## What is required
Return the listing word for word, as given.

(Saved data entries)
+===+

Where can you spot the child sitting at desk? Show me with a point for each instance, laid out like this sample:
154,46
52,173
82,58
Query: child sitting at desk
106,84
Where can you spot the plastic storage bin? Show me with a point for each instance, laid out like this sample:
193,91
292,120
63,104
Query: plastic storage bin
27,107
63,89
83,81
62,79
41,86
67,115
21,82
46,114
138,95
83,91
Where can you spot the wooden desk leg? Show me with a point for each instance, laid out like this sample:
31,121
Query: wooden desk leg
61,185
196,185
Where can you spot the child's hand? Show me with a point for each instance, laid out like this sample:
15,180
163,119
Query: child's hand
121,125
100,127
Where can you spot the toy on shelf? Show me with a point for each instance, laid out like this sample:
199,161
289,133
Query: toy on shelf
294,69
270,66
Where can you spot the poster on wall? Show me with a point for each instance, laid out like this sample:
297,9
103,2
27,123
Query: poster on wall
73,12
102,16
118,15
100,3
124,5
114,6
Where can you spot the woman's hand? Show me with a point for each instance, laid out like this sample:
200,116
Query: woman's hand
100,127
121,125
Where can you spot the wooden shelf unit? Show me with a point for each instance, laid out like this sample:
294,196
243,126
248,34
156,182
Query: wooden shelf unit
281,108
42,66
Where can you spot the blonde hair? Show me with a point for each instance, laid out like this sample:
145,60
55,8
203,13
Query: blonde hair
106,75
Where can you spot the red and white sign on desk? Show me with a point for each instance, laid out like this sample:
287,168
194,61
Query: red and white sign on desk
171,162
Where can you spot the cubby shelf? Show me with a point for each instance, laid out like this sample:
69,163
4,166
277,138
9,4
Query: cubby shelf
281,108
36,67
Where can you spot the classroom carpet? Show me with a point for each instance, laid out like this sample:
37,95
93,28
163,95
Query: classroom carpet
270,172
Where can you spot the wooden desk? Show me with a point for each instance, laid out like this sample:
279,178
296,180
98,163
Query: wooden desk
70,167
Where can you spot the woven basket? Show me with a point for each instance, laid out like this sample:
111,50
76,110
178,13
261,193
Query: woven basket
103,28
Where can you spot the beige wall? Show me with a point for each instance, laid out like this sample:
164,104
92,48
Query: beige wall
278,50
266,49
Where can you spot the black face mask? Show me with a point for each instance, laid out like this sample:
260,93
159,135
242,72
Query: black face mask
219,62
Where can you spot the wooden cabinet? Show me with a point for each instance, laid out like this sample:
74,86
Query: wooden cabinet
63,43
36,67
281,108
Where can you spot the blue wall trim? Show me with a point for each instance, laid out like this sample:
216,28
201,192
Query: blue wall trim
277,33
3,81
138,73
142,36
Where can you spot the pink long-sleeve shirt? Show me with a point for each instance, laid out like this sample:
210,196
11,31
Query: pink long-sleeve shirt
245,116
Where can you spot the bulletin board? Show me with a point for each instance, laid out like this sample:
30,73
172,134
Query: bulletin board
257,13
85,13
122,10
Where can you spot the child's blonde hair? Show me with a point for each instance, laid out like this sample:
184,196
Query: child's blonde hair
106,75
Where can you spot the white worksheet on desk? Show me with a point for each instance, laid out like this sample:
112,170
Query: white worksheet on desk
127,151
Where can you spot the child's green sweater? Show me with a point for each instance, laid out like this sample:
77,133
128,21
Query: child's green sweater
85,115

+===+

## Answer to the exercise
Where can you spot the child sitting at desk? Show me with a point for each instance, laid out like this sample:
154,46
52,173
82,58
Query: child sitting at desk
106,84
Where can you spot the plastic storage bin? Show me with a point for each instance, laid out like this sample:
193,91
292,120
63,104
Query: plastic storage bin
27,107
63,89
83,81
62,79
41,86
67,115
21,82
46,114
138,95
83,91
Where can you spot the wooden desk leg? Show me with a point for each instance, laid out like this sample:
31,121
Query: wooden desk leg
61,185
196,185
Where can you spot the child's hand? Show me with a point for each instance, laid out like this sample:
15,180
163,119
Query: child's hand
121,125
100,127
Where can you spot the toy on shelf? Show me with a point for each instance, laid out like this sample:
199,161
289,133
Query: toy on shelf
294,69
270,66
Where can you spot the poster on wall? Show me with a point for each instance, laid out like this sample:
297,9
103,2
27,123
Query: poster on wall
73,12
102,16
118,15
100,3
124,5
114,6
Where can you spot the woman's hand? Show me with a point for each instance, laid out like this sample:
200,116
Query: woman's hand
100,127
121,125
Where can you spot the wooden shelf unit? Show me with a point for each instance, laid out like this sample:
294,196
243,126
248,34
156,182
Query: wooden shelf unit
281,108
42,66
Where can you spot the blonde hair? Show me with a point for each instance, laid out like this sample:
145,60
55,8
203,13
Query: blonde hair
106,75
Where can you spot the red and white sign on desk? Show me with a point for each instance, laid out like this sample:
287,168
194,61
Query: red and white sign on desk
171,162
Where can you spot the cubby shelf? Show me with a point for each instance, laid out like this sample:
69,163
4,166
277,138
9,4
Query: cubby shelf
281,108
36,67
Where can you spot the classroom carpet? Show me with a point for each instance, laid out like this sample:
37,95
93,28
163,95
Query: classroom carpet
270,172
Where can you spot the wooden desk? Show me with a point for each instance, laid out like this sample:
279,178
296,180
98,163
Query: wooden desk
70,167
Where can you spot the woven basket? Show me with a point for each instance, laid out like this sample:
111,50
76,110
178,13
261,193
Query: woven basket
103,28
Where can you spot the beige wall? Show me with a point for each instance, laid out like this sample:
164,104
92,48
Query: beige wall
278,50
266,49
Where can you spot the black face mask? Show me with a point for each instance, laid out like this sample:
260,93
159,135
242,72
Query: black face mask
219,62
Where can you spot the wooden cabinet? Show me with a point for each instance, laid out like this sample:
74,86
Query: wooden cabinet
63,43
36,67
281,108
Where can you spot the blue wall trim? Show me with a point for each instance, laid out like this sample:
216,28
201,192
Query: blue wall trim
277,33
3,81
138,73
142,36
Where can you spot the pink long-sleeve shirt? Show me with a point for each instance, laid out like this sample:
210,196
11,31
Query: pink long-sleeve shirt
245,116
Where can you spot the bulletin board? Show me with a point for each instance, laid out like this sample:
30,73
172,134
Query: bulletin board
257,13
85,13
122,10
Where can you spot the child's blonde hair? Show me with a point for each instance, laid out like this sample:
184,196
Query: child's blonde hair
106,75
Where can you spot the white worksheet on desk? Show me with a point for each instance, laid out like this sample:
112,170
Query: white worksheet on desk
127,151
Where can you spot the child's green sweater? Show me with a point for each instance, laid out like this sample:
77,133
128,21
Query: child's green sweater
85,115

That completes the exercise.